• _Selected excerpt_:

A friend of mine had scoliosis, at least I think that what she had, I never heard the proper medical term for it. She had it corrected by doctors inserting some metal rods by her spine, so now her back is all stiff - I'm a little vague on the details since it's a while since I heard the story.

In any case, I agree that we must also heavily scrutinize the medical system, since companies go where the profits are, and if there are no profits to be had, then that kind of medicine is discarded and abandoned. This is what has happened with many potential cancer treatments, since there is less profit in un-patentable formulas than those that can be patented.

If your methods actually do work consistently then it would certainly stand up to scientific standards, it must be replicable and verifiable and that's basically it. The problem is that often it works like "magic" and heals some, but not all with what appears to be the same illness. This is due to a lack of understanding of what is actually wrong with a patient.

The back and nervous system is notoriously hard to "fix" since few people understand it very well and each person is unique (to some extent).

• _Entries provided_:
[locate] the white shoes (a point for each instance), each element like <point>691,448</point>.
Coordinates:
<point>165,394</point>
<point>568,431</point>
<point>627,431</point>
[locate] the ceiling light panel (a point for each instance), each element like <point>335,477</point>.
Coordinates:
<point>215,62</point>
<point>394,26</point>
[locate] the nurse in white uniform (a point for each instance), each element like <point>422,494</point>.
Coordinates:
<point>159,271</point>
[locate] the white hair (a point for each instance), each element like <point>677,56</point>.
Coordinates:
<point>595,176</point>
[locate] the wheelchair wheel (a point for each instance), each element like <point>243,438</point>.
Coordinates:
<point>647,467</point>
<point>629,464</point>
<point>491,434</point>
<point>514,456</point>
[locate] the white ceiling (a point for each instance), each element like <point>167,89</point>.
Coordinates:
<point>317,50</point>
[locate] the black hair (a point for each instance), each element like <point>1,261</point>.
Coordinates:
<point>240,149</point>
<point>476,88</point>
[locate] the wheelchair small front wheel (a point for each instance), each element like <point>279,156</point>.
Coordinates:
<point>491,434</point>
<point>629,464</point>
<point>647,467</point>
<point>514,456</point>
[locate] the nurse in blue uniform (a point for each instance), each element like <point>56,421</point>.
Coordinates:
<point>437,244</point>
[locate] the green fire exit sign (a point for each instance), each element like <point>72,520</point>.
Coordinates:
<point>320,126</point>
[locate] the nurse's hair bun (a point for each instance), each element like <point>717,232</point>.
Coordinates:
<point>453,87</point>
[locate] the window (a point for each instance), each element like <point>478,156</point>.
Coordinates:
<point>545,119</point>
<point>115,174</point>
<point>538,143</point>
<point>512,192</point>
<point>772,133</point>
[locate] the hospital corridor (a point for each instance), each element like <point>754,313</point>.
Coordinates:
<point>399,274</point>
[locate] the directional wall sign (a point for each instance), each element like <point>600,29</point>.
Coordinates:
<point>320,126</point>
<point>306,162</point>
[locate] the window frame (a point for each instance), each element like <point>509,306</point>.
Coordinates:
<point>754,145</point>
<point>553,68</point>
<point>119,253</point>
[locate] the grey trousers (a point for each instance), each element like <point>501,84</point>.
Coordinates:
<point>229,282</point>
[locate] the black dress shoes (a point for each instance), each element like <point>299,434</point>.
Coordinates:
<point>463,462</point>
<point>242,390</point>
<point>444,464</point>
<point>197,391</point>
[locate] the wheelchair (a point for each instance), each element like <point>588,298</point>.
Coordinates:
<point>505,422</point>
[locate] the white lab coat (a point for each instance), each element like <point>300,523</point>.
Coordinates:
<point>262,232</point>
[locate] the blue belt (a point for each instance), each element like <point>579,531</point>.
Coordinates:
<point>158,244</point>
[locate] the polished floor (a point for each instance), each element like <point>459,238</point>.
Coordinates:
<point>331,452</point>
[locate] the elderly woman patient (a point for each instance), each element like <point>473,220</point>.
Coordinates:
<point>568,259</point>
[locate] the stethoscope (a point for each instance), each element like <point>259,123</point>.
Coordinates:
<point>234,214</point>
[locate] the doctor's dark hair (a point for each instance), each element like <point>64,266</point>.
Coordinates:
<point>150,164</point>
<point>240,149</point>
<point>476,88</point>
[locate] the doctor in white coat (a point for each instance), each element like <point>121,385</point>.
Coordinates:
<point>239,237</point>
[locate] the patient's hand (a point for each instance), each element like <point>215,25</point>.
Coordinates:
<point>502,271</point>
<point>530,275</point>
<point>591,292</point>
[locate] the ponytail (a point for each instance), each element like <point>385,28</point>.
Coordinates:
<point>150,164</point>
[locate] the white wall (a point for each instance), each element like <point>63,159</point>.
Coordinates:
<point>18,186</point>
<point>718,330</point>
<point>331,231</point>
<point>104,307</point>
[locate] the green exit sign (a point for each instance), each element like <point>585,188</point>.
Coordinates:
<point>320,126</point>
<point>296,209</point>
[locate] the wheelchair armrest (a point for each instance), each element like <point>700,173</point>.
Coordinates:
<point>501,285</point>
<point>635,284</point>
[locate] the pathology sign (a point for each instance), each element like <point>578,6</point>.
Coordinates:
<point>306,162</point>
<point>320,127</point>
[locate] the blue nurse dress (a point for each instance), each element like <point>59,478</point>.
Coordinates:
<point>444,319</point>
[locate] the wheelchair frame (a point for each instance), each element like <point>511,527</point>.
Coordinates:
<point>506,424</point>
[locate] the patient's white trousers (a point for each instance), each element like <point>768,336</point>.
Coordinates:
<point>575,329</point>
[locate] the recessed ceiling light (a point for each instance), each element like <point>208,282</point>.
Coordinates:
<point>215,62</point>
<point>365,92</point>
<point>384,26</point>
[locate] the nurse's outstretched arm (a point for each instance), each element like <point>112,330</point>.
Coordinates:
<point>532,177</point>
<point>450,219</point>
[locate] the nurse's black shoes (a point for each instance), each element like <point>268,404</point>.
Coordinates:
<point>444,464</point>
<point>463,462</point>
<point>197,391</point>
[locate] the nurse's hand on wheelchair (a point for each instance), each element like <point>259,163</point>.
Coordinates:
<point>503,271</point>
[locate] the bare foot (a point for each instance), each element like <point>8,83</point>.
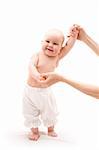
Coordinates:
<point>52,133</point>
<point>33,136</point>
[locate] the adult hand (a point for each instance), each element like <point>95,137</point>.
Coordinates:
<point>50,79</point>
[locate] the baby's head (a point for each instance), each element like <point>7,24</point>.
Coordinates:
<point>52,42</point>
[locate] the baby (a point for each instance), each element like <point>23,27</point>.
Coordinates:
<point>39,103</point>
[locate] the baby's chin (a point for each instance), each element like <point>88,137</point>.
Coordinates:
<point>50,54</point>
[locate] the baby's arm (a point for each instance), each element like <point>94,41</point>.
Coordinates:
<point>33,67</point>
<point>70,43</point>
<point>83,36</point>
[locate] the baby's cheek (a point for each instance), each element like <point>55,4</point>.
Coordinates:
<point>42,78</point>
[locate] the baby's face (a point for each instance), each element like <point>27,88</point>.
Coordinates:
<point>52,43</point>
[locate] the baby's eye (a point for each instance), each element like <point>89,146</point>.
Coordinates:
<point>47,41</point>
<point>55,43</point>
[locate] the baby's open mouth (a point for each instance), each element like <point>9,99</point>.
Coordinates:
<point>50,49</point>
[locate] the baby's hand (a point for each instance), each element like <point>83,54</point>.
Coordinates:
<point>74,31</point>
<point>42,77</point>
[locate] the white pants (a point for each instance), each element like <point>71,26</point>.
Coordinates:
<point>39,102</point>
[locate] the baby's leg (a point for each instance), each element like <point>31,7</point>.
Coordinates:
<point>34,134</point>
<point>51,131</point>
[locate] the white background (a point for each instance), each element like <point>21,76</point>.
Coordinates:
<point>22,24</point>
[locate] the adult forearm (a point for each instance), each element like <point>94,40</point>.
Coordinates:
<point>85,88</point>
<point>92,44</point>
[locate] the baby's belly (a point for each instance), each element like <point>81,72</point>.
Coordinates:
<point>32,82</point>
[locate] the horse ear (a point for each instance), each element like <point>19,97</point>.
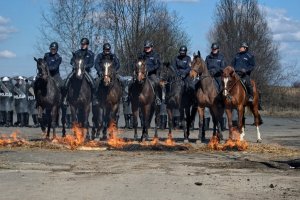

• _Exercise_: Rewrite everything from "In any case, I" down to "can be patented." in the text on scoliosis and medicine, putting "corporations" in place of "companies". The listing is separate material and has nothing to do with the text on scoliosis and medicine.

• _Task response_:
In any case, I agree that we must also heavily scrutinize the medical system, since corporations go where the profits are, and if there are no profits to be had, then that kind of medicine is discarded and abandoned. This is what has happened with many potential cancer treatments, since there is less profit in un-patentable formulas than those that can be patented.